• REQUIRED WORK:
a: Edit the chiropractic practice text from "Healthcare crisis: Patients" to "SERVICE/PROCEDURE HAS SKYROCKETED!)", and change "co-pays" to "copayments".
b: Pick up the chiropractic practice text after its final sentence and carry it forward.

• TEXT FOR ANALYSIS:
--------------------

I spoke to a colleague of mine over the phone last fall. He complained that his practice was at an all-time low. In my area, hearing about practices that are slow is not uncommon. However, this particular doctor had recently received a national award and was also added to a major university’s medical staff, the first time in the history of this well-known institution that a chiropractor has held this position.
Another friend of mine and I had chuckled at a trade publication that reported on the incomes of chiropractors. We did not know how or where they got the data, but if the data were true, we questioned why the following were so reduced: post-graduate certification courses, association memberships, and the number of students entering the profession. In fact, the reductions in chiropractic enrollment in our area is so significant that the local school in my area, Los Angeles College of Chiropractic, is now called Southern California University of Health Sciences. Among other things, it has added acupuncture and homeopathic programs. No longer can it survive on chiropractors alone.
In Dynamic Chiropractic there was a front-page story that the fourth hottest profession in the upcoming decade was a chiropractor. Again, I question where this research was done. Obviously, the high default rate, the high disability claims from practicing chiropractors, and plummeting insurance reimbursement to chiropractors were not looked at.
Healthcare crisis: Patients pay insurance companies more money for policies that have fewer benefits; patients have higher deductibles; patients have higher co-pays; and the reimbursement to healthcare professionals from insurance companies is significantly reduced. If the insurance companies sell policies with less coverage for more money and, in turn, pay smaller amounts on claims, why are healthcare prices out of control? (BECAUSE THE COST PER SERVICE/PROCEDURE HAS SKYROCKETED!)
In addition to chiropractic colleagues, friends who are medical doctors and dentists report similar stories; that is, they are paid less now than they were 5 years ago and much less than they were 10 years ago. In turn, it costs them more money to try to get the insurance companies to pay.
When I began practicing, I was the fifth chiropractor in my town. By the end of the century there were 35 chiropractors in Brea, California. That number, plus or minus an associate or 2, is now between 20 and 25.

--------------------

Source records
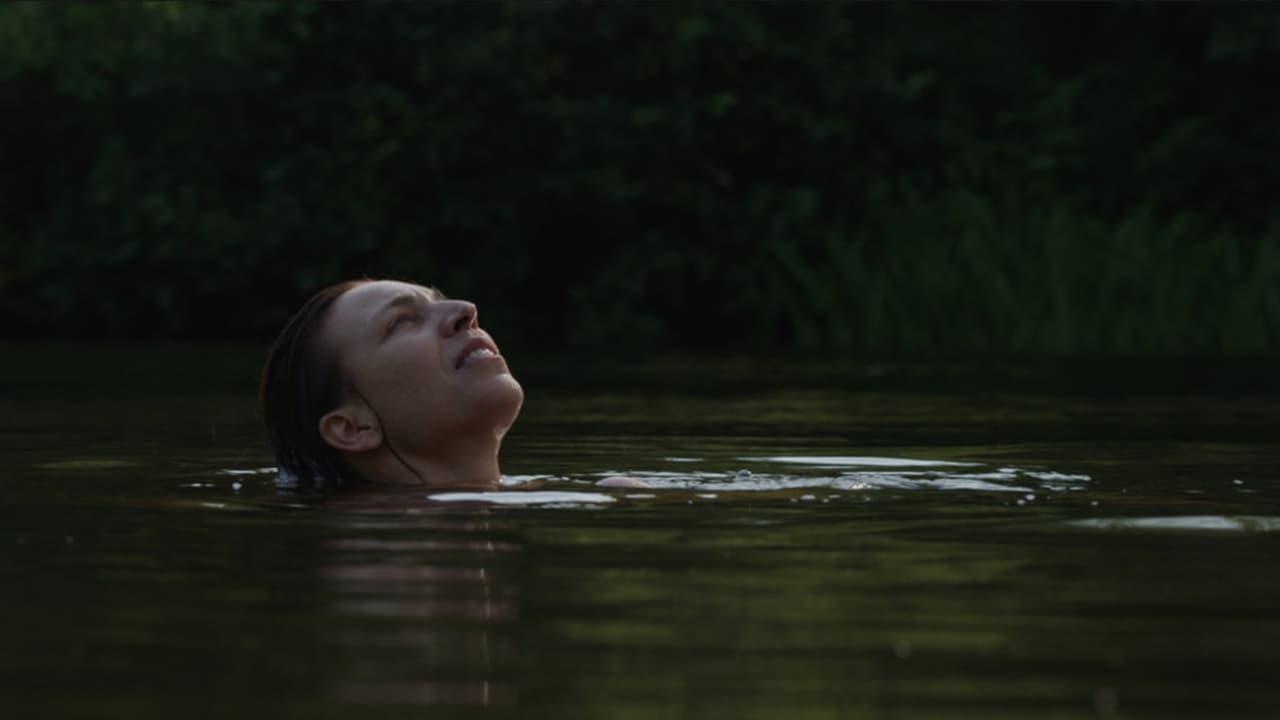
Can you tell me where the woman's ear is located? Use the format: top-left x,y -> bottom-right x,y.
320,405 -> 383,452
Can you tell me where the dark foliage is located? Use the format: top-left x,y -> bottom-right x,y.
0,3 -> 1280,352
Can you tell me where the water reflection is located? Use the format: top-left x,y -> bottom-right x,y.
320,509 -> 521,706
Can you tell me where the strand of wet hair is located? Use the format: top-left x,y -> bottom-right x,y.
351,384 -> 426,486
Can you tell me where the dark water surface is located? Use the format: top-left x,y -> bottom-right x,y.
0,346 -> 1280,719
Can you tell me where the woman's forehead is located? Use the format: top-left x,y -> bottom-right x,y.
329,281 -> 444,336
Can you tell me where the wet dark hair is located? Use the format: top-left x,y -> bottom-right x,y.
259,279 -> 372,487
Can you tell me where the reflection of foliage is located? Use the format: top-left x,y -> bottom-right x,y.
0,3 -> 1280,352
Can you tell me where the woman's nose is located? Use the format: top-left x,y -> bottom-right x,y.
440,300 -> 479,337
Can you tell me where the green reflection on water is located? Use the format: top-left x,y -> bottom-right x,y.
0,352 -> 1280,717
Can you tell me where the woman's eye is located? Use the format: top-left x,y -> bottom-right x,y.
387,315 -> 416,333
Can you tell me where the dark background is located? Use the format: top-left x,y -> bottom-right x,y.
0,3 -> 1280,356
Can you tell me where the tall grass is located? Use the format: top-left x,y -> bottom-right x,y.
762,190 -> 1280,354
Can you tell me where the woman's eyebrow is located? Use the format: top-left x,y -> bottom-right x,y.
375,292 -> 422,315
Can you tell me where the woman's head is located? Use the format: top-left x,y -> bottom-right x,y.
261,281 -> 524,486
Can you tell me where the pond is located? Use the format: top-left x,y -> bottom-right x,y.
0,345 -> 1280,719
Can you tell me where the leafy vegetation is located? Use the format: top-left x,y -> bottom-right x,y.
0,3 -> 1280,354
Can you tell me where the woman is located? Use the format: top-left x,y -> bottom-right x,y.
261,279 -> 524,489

--------------------

• ANSWER SECTION:
a:
Healthcare crisis: Patients pay insurance companies more money for policies that have fewer benefits; patients have higher deductibles; patients have higher copayments; and the reimbursement to healthcare professionals from insurance companies is significantly reduced. If the insurance companies sell policies with less coverage for more money and, in turn, pay smaller amounts on claims, why are healthcare prices out of control? (BECAUSE THE COST PER SERVICE/PROCEDURE HAS SKYROCKETED!)

b:
I have noticed a difference in chiropractic students in the last few years, especially since the word is out regarding the decline in practitioner income. No longer do I see students whose major concerns are how much I bill and how much I collect; rather, those who are in the profession now seem more concerned with how to be good practitioners. They are very aware of the current practice realities. Those entering chiropractic are, in my opinion, doing so for the right reasons; that is, patients’ health as opposed to personal wealth.
Regarding the cause of the healthcare crisis, blaming the attorneys will no longer work. In this area, the total amount of personal injury lawsuits are reduced and the average settlement per incident is reduced. I believe the same is true for malpractice. There are fewer malpractice lawsuits and the settlements for these suits are lower.
I remember 10 years ago speaking to a prominent chiropractic attorney about seminars. We discussed that I would give a seminar with the goal of getting patients better with fewer visits. I remember him telling me that I would not get good attendance. I believe that with all the income and reimbursement changes, the type of person entering the profession today has a different attitude and there is a future for seminars that define success or better results as lower healthcare costs and fewer visits rather than the traditional chiropractic marketing seminars designed to extend and increase total visits.